Data drawn from a collection:
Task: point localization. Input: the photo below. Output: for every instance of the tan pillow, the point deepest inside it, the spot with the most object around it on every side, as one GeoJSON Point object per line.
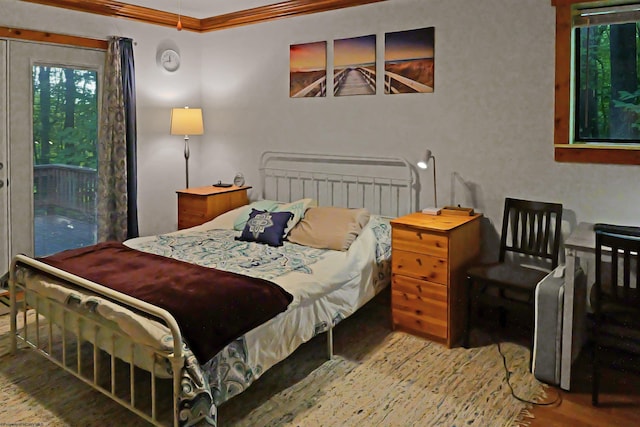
{"type": "Point", "coordinates": [328, 227]}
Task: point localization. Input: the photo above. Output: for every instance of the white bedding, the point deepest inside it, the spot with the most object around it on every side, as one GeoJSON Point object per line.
{"type": "Point", "coordinates": [340, 283]}
{"type": "Point", "coordinates": [327, 286]}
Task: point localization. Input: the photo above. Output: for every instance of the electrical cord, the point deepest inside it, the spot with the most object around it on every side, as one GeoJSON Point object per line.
{"type": "Point", "coordinates": [507, 375]}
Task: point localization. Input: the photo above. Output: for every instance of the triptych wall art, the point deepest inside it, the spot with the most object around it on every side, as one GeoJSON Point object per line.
{"type": "Point", "coordinates": [408, 65]}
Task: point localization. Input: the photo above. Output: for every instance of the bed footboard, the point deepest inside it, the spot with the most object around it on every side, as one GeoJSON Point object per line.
{"type": "Point", "coordinates": [97, 352]}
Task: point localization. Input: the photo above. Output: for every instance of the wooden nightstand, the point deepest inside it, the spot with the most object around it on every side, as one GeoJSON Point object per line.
{"type": "Point", "coordinates": [199, 205]}
{"type": "Point", "coordinates": [429, 258]}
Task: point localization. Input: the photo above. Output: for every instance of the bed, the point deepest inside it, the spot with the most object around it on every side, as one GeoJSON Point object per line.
{"type": "Point", "coordinates": [325, 271]}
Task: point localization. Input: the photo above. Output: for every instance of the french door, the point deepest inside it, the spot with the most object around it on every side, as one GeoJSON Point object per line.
{"type": "Point", "coordinates": [53, 95]}
{"type": "Point", "coordinates": [4, 132]}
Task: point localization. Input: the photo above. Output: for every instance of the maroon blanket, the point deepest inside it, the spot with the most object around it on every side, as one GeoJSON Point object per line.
{"type": "Point", "coordinates": [212, 307]}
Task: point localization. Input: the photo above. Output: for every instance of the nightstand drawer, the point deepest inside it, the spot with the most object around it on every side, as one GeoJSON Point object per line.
{"type": "Point", "coordinates": [419, 306]}
{"type": "Point", "coordinates": [417, 240]}
{"type": "Point", "coordinates": [199, 205]}
{"type": "Point", "coordinates": [420, 266]}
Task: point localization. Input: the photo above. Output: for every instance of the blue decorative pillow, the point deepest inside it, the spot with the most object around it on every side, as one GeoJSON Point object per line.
{"type": "Point", "coordinates": [243, 217]}
{"type": "Point", "coordinates": [265, 227]}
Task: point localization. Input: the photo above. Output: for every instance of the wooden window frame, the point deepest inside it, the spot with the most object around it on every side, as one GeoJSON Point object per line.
{"type": "Point", "coordinates": [564, 150]}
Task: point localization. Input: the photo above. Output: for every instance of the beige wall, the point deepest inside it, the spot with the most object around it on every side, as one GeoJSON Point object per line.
{"type": "Point", "coordinates": [490, 119]}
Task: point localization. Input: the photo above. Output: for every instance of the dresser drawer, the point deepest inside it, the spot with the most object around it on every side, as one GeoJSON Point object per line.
{"type": "Point", "coordinates": [420, 266]}
{"type": "Point", "coordinates": [417, 240]}
{"type": "Point", "coordinates": [419, 306]}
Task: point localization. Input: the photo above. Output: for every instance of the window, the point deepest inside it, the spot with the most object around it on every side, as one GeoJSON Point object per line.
{"type": "Point", "coordinates": [597, 82]}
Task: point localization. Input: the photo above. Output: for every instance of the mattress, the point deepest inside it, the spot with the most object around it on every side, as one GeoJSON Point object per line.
{"type": "Point", "coordinates": [327, 286]}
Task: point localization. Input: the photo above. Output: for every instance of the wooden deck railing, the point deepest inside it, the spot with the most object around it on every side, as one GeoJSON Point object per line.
{"type": "Point", "coordinates": [63, 189]}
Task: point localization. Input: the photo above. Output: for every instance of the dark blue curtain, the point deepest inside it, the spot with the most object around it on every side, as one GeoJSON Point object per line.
{"type": "Point", "coordinates": [129, 93]}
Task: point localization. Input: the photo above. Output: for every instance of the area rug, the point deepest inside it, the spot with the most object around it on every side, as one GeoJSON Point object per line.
{"type": "Point", "coordinates": [378, 377]}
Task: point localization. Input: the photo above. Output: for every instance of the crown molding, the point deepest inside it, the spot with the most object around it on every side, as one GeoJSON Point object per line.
{"type": "Point", "coordinates": [285, 9]}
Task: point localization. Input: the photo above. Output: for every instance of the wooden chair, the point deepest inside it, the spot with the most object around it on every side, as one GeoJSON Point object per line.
{"type": "Point", "coordinates": [615, 294]}
{"type": "Point", "coordinates": [529, 248]}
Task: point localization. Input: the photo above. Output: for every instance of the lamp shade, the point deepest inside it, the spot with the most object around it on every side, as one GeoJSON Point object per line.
{"type": "Point", "coordinates": [423, 163]}
{"type": "Point", "coordinates": [186, 121]}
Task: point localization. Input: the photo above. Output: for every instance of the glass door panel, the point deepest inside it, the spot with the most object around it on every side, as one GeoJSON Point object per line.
{"type": "Point", "coordinates": [65, 136]}
{"type": "Point", "coordinates": [54, 100]}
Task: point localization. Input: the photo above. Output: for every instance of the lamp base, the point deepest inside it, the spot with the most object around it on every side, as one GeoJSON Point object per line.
{"type": "Point", "coordinates": [431, 211]}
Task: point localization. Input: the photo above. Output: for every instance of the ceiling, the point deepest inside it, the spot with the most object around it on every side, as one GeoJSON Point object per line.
{"type": "Point", "coordinates": [201, 8]}
{"type": "Point", "coordinates": [203, 15]}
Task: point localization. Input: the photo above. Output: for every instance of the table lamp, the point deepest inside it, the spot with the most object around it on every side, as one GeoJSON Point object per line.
{"type": "Point", "coordinates": [186, 121]}
{"type": "Point", "coordinates": [423, 163]}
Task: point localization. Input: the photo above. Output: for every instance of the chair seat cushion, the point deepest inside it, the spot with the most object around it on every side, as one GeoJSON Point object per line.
{"type": "Point", "coordinates": [507, 276]}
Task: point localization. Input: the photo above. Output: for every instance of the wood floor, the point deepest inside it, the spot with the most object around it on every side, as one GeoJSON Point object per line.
{"type": "Point", "coordinates": [619, 398]}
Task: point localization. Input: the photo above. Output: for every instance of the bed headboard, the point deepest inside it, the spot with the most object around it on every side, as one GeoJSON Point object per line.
{"type": "Point", "coordinates": [385, 186]}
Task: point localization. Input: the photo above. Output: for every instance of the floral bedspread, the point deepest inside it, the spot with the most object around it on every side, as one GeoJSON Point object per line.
{"type": "Point", "coordinates": [230, 371]}
{"type": "Point", "coordinates": [219, 249]}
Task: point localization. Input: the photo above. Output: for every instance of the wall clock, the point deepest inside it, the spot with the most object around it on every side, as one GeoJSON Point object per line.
{"type": "Point", "coordinates": [239, 180]}
{"type": "Point", "coordinates": [170, 60]}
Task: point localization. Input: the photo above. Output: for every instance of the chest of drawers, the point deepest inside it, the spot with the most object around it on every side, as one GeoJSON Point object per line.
{"type": "Point", "coordinates": [430, 255]}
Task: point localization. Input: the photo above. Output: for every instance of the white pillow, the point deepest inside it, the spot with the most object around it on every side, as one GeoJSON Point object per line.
{"type": "Point", "coordinates": [298, 209]}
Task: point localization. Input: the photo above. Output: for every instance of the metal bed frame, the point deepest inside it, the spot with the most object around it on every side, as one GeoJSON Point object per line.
{"type": "Point", "coordinates": [285, 176]}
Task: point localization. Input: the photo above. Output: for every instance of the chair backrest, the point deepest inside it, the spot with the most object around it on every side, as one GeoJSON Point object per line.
{"type": "Point", "coordinates": [531, 228]}
{"type": "Point", "coordinates": [622, 244]}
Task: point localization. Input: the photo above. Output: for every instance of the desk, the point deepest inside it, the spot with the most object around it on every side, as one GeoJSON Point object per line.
{"type": "Point", "coordinates": [579, 250]}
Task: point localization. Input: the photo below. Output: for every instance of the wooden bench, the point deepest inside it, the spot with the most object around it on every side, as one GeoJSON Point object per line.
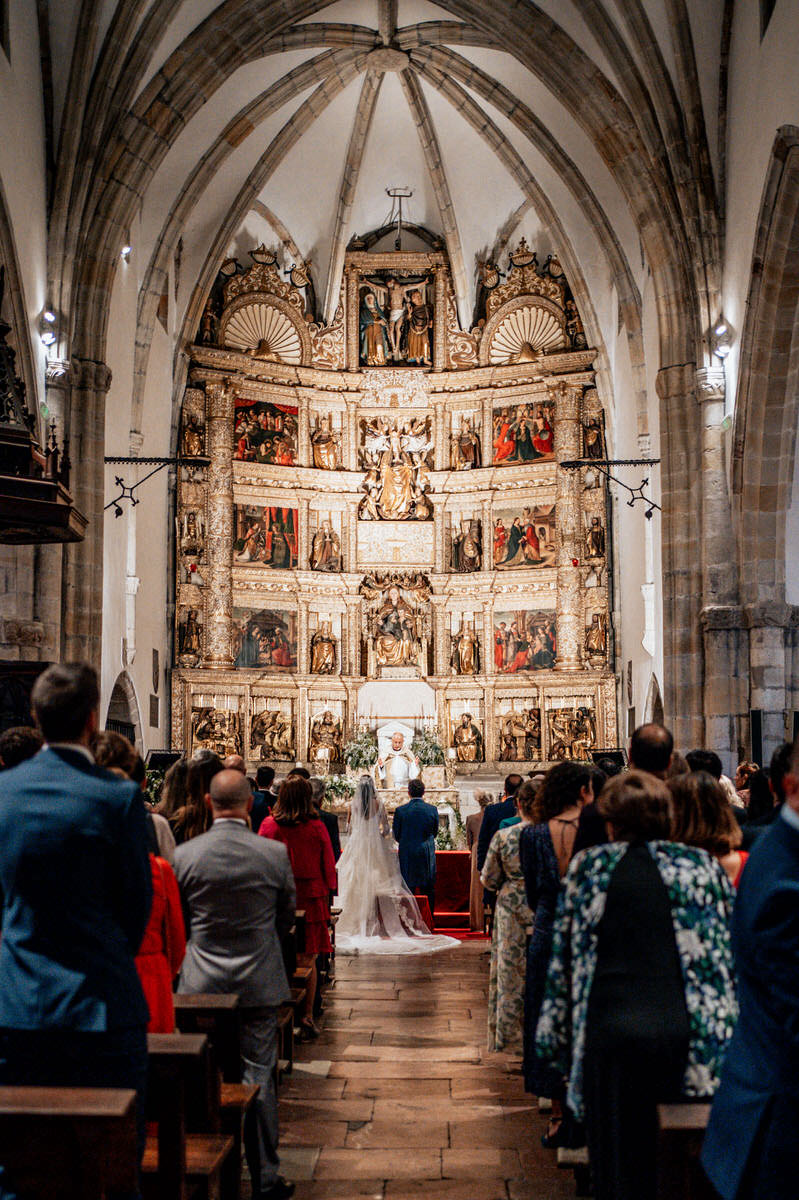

What to produce:
Pick out and copy every line of the items above that contains the string "below", treating uppercase and lowercase as different.

Solution:
Task: point localization. Input: the photo below. Output: for every instance of the tan pillow, the point deepest inside it, the spot with the most object around it on every side, as one GeoJSON Point object per line.
Task: point localization. Input: the photo below. Output: for every instance of the wooden bench, the point deepest inside it, the spot with the most object around it on every side, as one GeoJSON Point object per line.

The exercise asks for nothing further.